◆ Exercise prompt ◆
Pull out every line in the entries below that contains the word "wallet", and copy each one in full.

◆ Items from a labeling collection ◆
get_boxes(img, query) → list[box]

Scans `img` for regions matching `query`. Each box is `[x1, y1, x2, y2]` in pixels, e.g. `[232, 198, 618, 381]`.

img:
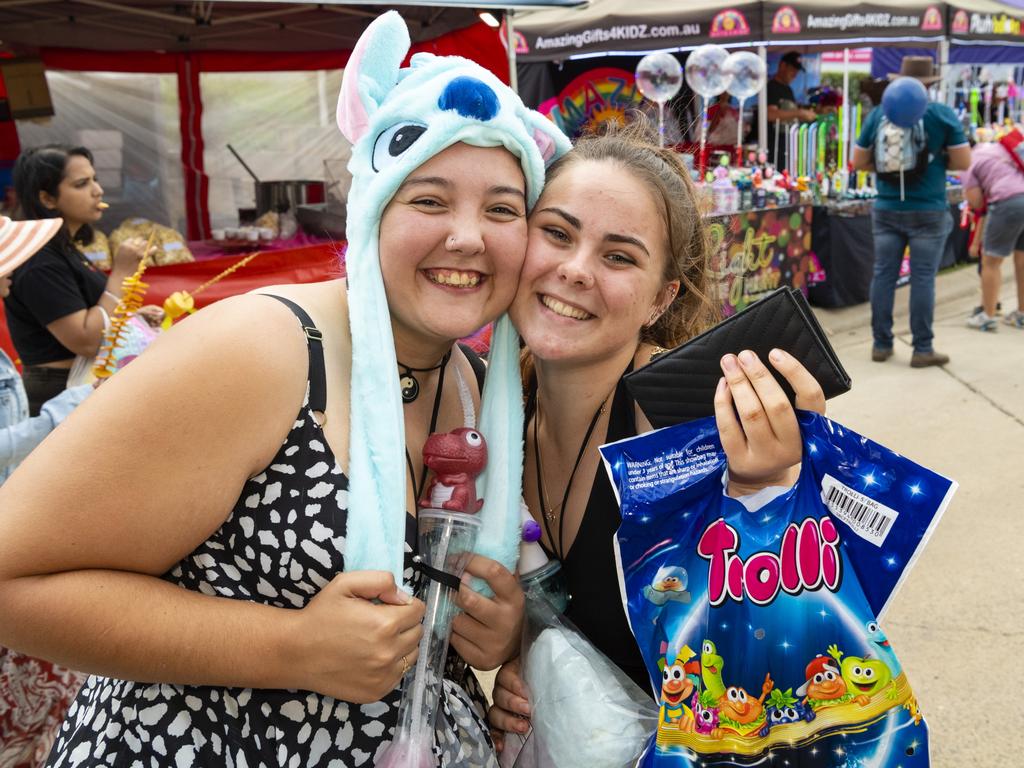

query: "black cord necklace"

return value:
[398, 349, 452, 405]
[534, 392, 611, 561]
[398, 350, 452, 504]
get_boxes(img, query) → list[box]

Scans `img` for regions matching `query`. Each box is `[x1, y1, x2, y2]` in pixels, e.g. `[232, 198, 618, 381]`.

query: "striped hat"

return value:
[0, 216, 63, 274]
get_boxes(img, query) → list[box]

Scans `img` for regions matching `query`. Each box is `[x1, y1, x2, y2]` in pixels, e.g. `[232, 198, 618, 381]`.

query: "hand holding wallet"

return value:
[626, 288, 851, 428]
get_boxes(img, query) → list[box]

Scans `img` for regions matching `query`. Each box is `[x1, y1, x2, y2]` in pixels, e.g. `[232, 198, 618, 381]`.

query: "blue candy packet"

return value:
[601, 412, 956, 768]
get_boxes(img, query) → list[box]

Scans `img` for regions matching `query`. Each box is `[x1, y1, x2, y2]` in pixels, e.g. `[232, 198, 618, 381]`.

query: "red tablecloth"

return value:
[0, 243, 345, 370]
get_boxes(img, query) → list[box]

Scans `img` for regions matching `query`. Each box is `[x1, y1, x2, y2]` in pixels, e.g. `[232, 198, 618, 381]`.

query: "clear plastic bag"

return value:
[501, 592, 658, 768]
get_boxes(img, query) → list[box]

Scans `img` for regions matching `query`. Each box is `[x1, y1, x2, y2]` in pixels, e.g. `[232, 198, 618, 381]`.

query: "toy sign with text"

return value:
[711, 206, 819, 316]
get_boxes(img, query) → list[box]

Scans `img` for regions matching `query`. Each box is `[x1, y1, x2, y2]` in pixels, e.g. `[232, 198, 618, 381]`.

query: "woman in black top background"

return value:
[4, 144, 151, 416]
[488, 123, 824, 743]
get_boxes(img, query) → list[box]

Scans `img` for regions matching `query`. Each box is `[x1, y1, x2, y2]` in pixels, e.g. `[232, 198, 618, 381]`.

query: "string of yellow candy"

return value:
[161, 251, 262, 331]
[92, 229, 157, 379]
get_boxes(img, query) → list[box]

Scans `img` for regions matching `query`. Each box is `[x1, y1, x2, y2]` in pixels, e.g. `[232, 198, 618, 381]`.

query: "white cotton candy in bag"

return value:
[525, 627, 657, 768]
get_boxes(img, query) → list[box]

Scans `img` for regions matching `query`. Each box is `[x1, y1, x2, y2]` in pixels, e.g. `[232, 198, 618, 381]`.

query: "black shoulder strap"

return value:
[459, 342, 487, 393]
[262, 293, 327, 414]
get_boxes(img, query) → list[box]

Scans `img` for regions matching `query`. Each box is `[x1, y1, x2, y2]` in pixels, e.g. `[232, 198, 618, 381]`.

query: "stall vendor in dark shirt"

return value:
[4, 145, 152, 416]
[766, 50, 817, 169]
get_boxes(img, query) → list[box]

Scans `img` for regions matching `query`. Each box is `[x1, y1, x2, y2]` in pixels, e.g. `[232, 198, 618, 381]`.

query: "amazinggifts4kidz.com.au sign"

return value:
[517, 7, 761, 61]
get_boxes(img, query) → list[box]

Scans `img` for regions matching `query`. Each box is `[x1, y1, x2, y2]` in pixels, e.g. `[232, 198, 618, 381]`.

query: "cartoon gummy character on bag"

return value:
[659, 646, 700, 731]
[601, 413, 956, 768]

* * *

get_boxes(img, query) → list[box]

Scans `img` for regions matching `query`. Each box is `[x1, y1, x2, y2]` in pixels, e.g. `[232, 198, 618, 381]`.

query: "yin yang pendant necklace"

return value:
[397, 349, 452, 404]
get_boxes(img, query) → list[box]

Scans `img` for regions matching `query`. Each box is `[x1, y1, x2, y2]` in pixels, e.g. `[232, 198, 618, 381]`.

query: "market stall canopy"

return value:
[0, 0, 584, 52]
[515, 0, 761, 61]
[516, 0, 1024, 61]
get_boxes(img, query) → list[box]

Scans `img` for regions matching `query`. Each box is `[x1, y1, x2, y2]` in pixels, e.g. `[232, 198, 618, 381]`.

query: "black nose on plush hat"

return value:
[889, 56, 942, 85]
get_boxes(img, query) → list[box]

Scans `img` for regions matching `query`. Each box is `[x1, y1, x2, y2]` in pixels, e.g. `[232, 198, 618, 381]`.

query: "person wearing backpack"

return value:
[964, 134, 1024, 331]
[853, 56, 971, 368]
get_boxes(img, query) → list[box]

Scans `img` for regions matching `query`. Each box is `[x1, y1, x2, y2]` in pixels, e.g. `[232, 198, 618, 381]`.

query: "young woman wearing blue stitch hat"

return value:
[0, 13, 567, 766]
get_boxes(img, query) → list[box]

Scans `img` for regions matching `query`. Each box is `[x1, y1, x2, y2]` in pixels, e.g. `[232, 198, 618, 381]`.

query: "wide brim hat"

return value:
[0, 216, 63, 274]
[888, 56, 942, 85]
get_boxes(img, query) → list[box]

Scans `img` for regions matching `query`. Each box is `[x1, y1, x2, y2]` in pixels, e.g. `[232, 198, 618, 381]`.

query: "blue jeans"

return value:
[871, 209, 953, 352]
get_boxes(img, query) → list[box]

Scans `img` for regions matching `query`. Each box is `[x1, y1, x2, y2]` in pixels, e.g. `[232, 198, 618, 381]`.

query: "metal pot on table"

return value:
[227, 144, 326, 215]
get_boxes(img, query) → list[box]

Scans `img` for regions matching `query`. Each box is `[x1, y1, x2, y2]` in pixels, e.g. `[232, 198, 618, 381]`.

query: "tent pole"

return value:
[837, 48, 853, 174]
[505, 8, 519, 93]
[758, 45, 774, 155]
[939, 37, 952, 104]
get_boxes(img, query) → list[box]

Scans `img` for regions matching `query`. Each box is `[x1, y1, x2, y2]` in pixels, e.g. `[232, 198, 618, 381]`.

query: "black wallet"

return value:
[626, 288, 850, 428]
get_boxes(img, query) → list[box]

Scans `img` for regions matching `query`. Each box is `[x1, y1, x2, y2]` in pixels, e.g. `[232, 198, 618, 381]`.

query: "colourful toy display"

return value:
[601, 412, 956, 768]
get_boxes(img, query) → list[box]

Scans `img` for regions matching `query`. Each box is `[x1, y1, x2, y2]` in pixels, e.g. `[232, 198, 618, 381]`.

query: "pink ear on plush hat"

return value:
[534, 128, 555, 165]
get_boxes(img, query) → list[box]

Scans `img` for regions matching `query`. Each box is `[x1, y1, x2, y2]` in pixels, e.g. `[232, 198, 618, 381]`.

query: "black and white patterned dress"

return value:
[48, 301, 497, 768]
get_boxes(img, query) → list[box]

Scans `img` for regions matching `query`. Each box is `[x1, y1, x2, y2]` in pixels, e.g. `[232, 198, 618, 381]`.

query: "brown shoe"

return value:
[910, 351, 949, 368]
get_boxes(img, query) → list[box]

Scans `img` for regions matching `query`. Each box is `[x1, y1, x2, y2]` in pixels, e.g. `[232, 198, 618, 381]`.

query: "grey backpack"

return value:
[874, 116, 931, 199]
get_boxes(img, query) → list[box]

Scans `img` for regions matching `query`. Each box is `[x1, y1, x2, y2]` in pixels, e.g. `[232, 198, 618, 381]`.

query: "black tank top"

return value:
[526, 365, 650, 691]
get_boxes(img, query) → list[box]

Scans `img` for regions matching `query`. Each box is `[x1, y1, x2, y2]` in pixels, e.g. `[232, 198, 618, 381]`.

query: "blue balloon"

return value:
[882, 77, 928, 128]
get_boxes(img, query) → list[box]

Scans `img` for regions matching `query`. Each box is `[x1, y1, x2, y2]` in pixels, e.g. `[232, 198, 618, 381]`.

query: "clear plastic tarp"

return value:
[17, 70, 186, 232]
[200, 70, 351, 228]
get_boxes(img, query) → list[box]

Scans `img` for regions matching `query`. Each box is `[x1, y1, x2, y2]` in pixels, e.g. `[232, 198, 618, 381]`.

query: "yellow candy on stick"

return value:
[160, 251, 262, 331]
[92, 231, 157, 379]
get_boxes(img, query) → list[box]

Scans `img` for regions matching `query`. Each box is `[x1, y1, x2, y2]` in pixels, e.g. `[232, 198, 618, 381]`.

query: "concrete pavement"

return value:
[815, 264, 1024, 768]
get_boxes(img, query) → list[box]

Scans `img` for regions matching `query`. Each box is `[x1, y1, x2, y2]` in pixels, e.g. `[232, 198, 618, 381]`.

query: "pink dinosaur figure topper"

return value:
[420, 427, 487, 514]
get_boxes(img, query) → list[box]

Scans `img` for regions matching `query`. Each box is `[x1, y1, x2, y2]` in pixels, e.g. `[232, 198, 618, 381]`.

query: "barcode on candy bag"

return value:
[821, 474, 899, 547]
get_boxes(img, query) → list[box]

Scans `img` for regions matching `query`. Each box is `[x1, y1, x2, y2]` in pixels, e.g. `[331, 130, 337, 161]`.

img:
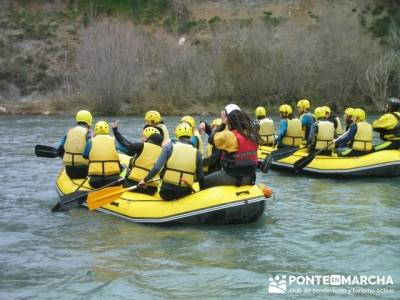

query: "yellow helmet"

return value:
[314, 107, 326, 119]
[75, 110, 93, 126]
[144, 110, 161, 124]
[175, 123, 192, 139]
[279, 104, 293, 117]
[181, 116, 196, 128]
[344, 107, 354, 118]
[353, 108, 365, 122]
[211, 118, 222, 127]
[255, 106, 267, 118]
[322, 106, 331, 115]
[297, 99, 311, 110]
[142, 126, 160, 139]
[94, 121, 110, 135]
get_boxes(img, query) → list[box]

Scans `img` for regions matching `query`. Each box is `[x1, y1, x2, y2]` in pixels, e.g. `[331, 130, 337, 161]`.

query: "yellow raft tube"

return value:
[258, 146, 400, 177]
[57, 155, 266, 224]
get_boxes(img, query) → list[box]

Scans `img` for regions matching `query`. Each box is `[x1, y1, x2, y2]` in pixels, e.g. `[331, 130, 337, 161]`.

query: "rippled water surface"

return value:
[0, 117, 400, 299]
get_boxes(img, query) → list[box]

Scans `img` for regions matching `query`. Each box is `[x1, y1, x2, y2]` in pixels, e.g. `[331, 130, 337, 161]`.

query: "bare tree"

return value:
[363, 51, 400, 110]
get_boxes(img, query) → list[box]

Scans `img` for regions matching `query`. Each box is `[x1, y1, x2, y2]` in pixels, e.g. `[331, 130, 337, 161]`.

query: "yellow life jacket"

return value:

◆ Result below ◆
query: "hand holding wallet"
query: "black wallet"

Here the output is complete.